__AIM__.
Could you change "mug" to "cup" in the part that opens with the line containing "Task: indicate the woman's fingers" and closes at the end of the items, then give only that part again with everything else left as it is?

__RECORDS FOR THIS TASK__.
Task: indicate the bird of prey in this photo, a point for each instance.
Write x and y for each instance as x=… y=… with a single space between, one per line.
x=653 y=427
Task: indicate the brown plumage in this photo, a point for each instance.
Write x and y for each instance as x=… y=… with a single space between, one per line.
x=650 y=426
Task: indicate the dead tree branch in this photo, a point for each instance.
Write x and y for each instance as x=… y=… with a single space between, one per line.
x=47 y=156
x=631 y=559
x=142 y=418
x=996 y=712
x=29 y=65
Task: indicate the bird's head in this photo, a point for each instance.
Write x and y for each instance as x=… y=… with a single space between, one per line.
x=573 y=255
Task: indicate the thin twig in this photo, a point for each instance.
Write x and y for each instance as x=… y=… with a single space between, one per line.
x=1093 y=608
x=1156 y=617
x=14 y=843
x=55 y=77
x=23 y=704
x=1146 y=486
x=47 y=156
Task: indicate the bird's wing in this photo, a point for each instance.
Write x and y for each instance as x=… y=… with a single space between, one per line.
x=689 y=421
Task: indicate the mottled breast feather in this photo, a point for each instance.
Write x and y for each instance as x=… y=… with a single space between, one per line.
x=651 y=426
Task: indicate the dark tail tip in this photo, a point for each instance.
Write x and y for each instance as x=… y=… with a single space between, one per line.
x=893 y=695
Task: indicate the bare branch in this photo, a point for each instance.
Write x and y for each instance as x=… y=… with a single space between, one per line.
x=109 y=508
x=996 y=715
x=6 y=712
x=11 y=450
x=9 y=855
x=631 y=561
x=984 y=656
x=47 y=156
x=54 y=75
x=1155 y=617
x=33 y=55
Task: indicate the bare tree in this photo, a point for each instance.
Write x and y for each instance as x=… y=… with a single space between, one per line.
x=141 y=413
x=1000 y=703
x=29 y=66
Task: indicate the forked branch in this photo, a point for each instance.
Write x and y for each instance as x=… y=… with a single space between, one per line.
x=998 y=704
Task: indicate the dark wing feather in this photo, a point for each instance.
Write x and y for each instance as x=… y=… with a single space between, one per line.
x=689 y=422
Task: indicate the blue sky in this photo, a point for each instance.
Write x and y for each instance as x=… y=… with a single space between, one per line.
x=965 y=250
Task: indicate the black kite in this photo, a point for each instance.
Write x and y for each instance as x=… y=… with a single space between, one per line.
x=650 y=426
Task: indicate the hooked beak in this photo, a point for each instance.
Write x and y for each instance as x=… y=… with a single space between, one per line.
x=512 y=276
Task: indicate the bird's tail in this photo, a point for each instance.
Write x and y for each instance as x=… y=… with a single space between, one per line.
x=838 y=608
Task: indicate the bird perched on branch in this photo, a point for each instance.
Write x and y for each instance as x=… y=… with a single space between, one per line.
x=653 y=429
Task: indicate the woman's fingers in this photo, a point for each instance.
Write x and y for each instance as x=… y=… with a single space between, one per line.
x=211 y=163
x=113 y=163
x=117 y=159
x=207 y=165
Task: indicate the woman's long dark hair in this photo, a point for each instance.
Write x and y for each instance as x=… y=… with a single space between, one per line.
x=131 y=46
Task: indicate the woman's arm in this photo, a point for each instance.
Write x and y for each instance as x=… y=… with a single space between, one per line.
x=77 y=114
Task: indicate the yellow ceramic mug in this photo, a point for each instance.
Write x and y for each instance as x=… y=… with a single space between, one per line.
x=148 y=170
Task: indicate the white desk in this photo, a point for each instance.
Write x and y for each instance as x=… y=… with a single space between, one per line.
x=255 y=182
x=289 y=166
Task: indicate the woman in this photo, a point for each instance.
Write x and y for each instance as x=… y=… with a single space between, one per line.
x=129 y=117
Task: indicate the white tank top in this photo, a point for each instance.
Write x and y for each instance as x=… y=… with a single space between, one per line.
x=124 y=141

__WRITTEN SOLUTION__.
Task: indicate the woman's fingers in this photo, a point for each instance.
Write x and y for each instance as x=… y=… with a single space between, one per line.
x=211 y=163
x=113 y=163
x=117 y=159
x=207 y=165
Task: indicate the woman's long dark hair in this photo, a point for each instance.
Write x and y for each instance as x=… y=… with a single space between, one per line.
x=131 y=46
Task: indicate the woman's arm in this photo, a point for each instance.
Write x and y for each instance as x=… y=… with a single space between, one per line.
x=77 y=114
Task: indicate the yellow ceramic cup in this photo, a point for each instance.
Write x and y for each instance as x=… y=… with a single space between, one per line.
x=148 y=170
Task: indicate the white desk in this photo, a point for each instance.
Write x and y for each instance as x=… y=… with a single space between, one per line.
x=255 y=182
x=289 y=166
Task: indicate the woman in this photo, a point for each instance.
Write x and y for each instance as x=… y=… with a single space between, one per line.
x=129 y=117
Task: indicate the white tank top in this photo, a point for each instance.
Write x and y for each instance as x=… y=… with a single space between, one per line.
x=124 y=141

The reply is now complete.